**Trecho do documento:**

========

O Que é o Transtorno Psicótico Compartilhado?
Veja aqui quais as causas e sintomas desse transtorno, como entendê-lo e também como tratar o transtorno psicótico compartilhado
08.07.2023 | João Vitor Santos
O transtorno psicótico compartilhado é um tipo raro de doença mental em que uma pessoa que não tem um transtorno mental primário passa a acreditar nos delírios de outra pessoa com um transtorno psicótico ou delirante. Por exemplo, uma esposa pode vir a acreditar nas ilusões de seu marido, apesar de ter uma boa saúde mental.
O transtorno psicótico compartilhado foi identificado pela primeira vez em 1860 por Baillarger. Em seguida, passou a ser conhecido sob vários termos diferentes. Estes incluem o seguinte:
- "Folie a deux" (loucura compartilhada por dois) ou "folie imporé" cunhada por Lasegue e Falret em 1877;
- "Folie communiqueé" (psicose comunicada) cunhado por Marandon de Montyel em 1881;
- "Folie simultaneé" (psicose simultânea; em que ambas as partes vivem com delírios primários que transmitem um ao outro) cunhado por Regis em 1880; também conhecido como "folie induite" cunhado por Lehman em 1885.
A incidência de transtorno psicótico compartilhado é baixa (1,7 a 2,6% das internações hospitalares). No entanto, é provável que muitos casos não sejam relatados.
A menos que a pessoa principal com a doença mental procure ajuda ou aja de maneira a chamar a atenção, é improvável que a pessoa secundária procure ajuda. Isso ocorre porque nenhuma das pessoas percebe que as ilusões não são reais.
O transtorno psicótico compartilhado também pode aparecer como um fenômeno de grupo, caso em que foi referido como "folie a plusiers" ou a "loucura de muitos". O exemplo mais óbvio disso é o que acontece em uma seita, se o líder vive com uma doença mental e transfere seus delírios para o grupo. Em um ambiente de grupo maior, isso também pode ser denominado histeria em massa.
Sintomas
Os sintomas do transtorno psicótico compartilhado variam dependendo do diagnóstico específico da pessoa principal com o transtorno. No entanto, existem algumas características do distúrbio que serão semelhantes entre os casos.
Efeitos secundários
Viver com delírios pode ter efeitos na saúde física de ambas as pessoas com o transtorno devido ao aumento do estresse (por exemplo, níveis elevados de cortisol).
Problemas secundários de saúde mental podem se desenvolver, como ansiedade e depressão devido ao estresse e medo prolongados.

========

**O que fazer:**
Retome o texto sobre o transtorno psicótico compartilhado a partir do ponto em que ele termina.

Registros de dados armazenados:
========

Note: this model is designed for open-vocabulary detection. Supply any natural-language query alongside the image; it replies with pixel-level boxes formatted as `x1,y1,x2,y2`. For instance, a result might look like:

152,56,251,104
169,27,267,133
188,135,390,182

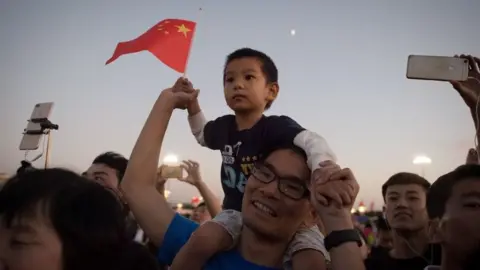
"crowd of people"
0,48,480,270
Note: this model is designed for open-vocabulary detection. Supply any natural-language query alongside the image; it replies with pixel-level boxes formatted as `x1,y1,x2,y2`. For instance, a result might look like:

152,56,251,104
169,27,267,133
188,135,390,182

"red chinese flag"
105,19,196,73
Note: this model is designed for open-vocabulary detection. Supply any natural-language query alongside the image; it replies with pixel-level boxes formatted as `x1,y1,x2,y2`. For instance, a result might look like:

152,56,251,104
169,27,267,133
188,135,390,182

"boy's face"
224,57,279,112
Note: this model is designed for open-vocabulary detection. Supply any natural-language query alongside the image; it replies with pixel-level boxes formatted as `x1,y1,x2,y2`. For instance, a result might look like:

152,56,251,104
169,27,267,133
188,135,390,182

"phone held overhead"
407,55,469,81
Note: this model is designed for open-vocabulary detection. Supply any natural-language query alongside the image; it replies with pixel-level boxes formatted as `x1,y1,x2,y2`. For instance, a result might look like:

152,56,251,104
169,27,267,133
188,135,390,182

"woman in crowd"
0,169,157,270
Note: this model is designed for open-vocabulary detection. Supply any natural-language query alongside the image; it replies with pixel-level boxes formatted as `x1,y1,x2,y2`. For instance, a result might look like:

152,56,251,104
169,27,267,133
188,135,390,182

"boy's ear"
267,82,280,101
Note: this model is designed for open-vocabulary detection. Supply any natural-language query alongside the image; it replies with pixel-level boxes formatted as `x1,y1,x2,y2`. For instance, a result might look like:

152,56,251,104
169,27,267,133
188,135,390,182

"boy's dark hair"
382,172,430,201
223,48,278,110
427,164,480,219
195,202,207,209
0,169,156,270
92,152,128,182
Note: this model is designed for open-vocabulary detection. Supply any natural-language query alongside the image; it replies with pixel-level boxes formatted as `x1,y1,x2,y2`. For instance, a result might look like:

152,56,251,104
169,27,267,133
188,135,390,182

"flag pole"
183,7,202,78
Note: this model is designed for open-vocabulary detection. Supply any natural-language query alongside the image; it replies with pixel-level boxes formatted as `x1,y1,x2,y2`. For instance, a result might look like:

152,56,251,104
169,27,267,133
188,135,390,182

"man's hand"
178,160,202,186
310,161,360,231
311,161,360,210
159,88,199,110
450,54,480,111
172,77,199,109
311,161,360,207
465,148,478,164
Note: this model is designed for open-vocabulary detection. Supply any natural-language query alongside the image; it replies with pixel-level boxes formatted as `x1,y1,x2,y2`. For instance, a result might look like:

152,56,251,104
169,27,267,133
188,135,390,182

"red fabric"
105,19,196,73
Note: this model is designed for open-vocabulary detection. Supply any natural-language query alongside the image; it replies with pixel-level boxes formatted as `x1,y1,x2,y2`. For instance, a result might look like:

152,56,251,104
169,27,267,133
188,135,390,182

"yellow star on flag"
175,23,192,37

========

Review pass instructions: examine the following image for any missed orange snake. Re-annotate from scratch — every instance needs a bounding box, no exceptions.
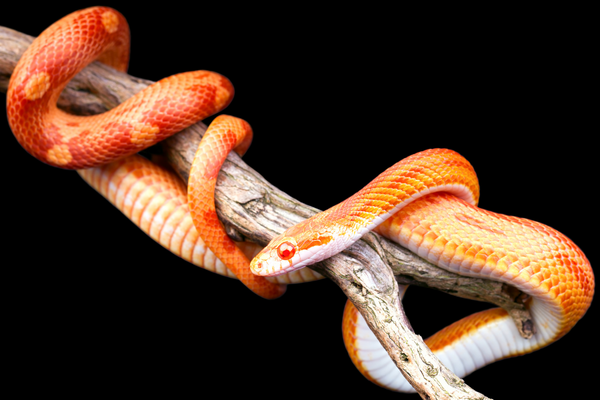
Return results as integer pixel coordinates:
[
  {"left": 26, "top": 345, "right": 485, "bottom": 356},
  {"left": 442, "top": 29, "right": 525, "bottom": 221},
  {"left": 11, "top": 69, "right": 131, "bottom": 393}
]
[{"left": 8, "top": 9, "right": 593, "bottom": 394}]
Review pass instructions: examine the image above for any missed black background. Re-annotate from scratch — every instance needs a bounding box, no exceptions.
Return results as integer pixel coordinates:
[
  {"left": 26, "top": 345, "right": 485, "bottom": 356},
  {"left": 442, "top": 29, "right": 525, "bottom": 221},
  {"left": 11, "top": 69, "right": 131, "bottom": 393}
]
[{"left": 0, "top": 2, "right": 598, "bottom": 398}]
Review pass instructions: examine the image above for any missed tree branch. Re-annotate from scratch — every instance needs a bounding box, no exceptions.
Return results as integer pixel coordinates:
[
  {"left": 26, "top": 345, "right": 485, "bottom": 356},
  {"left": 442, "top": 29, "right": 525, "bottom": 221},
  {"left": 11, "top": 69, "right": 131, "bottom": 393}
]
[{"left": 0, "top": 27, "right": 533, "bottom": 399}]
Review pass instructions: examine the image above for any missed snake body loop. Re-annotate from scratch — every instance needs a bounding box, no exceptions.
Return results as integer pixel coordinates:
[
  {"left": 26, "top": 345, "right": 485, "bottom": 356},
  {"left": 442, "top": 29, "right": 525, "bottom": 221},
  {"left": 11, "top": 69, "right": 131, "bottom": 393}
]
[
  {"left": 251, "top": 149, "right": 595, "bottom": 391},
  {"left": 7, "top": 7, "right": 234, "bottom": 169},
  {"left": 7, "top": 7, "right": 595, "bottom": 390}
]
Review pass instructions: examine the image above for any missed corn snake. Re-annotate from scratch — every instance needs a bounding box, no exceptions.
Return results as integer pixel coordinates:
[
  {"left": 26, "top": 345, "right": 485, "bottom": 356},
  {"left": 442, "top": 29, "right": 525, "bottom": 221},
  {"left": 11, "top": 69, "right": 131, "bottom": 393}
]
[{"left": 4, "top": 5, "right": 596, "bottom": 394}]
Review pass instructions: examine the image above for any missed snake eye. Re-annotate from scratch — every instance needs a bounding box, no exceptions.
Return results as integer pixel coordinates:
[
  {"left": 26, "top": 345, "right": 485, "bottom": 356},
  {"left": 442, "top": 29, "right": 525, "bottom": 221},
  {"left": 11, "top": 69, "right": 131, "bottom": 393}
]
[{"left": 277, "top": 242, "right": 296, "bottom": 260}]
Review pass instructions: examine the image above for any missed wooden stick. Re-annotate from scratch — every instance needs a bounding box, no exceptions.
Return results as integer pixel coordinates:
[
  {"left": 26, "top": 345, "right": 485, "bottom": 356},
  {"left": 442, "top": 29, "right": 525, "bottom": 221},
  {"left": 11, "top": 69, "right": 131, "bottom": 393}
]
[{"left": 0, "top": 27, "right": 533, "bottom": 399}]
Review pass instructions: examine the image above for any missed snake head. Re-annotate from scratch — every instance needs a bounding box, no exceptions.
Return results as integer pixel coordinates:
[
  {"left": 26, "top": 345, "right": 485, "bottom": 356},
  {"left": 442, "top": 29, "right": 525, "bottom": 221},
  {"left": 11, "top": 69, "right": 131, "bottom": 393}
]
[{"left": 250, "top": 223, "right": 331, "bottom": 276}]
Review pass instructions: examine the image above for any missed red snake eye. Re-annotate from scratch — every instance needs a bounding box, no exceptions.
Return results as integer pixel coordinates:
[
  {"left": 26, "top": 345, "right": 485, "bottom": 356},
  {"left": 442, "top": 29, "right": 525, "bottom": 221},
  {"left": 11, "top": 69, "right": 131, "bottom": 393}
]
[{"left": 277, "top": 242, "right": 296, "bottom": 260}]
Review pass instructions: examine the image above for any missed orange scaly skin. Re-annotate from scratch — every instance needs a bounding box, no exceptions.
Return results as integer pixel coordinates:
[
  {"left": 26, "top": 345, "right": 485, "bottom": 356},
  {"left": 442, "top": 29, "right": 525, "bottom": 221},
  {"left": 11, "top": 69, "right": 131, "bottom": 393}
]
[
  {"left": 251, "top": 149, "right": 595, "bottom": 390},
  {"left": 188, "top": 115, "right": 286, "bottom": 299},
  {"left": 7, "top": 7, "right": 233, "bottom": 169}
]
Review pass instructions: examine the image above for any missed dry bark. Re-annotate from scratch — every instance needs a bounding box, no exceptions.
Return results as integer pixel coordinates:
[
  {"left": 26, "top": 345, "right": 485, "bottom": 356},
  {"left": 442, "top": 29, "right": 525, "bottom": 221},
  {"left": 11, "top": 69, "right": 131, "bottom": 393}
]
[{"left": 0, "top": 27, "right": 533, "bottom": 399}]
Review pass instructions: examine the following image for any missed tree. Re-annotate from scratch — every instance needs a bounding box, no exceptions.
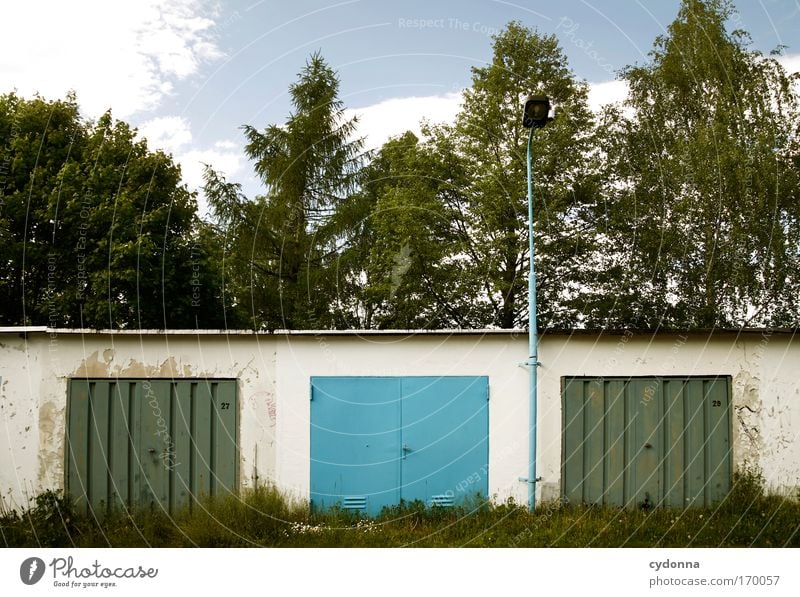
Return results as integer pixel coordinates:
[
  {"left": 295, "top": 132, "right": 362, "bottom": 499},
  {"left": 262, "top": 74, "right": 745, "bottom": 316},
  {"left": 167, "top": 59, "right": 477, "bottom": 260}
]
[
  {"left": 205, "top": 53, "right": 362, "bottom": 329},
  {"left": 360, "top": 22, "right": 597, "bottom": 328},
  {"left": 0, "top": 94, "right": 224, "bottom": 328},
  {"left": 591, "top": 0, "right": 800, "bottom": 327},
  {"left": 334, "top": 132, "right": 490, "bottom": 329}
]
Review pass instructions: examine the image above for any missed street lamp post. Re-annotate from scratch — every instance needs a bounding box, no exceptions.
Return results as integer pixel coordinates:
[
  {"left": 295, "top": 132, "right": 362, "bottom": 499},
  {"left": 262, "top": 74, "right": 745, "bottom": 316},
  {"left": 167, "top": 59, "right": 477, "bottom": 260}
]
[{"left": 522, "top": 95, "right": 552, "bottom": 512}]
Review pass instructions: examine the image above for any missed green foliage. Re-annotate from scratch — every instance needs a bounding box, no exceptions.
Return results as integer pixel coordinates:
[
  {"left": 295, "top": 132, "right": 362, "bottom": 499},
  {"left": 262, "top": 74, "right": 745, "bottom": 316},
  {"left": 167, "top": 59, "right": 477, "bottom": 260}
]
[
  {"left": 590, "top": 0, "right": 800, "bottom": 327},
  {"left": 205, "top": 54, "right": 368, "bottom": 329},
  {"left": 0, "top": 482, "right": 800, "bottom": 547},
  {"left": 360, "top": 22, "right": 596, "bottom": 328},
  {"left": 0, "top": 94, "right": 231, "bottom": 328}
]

========

**Resultado do exercício:**
Devido à natureza da doença psicótica, ambos os indivíduos podem não estar em contato com a realidade e lutar com aspectos da vida diária.
Sintomas primários
Nem a pessoa com a doença mental primária nem a pessoa que desenvolve os mesmos delírios têm percepção do problema ou consciência de que aquilo em que acreditam não é a verdade.
A pessoa secundária geralmente desenvolverá os delírios gradualmente ao longo do tempo, de forma que sua dúvida ou ceticismo normal seja reduzido.
Dependendo da natureza da doença primária, esse indivíduo pode ter alucinações (ver ou ouvir coisas que não existem) ou delírios (acreditar em coisas que não são verdadeiras, mesmo quando são mostradas evidências desse fato).
Os delírios podem ser bizarros, não bizarros, congruentes com o humor ou neutros com o humor (relacionados ao transtorno bipolar). Delírios bizarros são coisas fisicamente impossíveis e que a maioria das pessoas concordaria que nunca poderiam acontecer, enquanto delírios não bizarros são coisas possíveis, mas altamente improváveis.
Por exemplo, uma ilusão bizarra pode ser pensar que alienígenas estão realizando operações em você à noite, enquanto uma ilusão não bizarra pode ser pensar que a polícia federal está rastreando seus movimentos.
Delírios congruentes com o humor correspondem ao seu humor (deprimido ou maníaco). Por exemplo, uma pessoa em estado maníaco pode acreditar que está prestes a ganhar uma grande quantia no cassino. Em contraste, uma pessoa em estado depressivo pode pensar que seus parentes vão morrer em um acidente de avião.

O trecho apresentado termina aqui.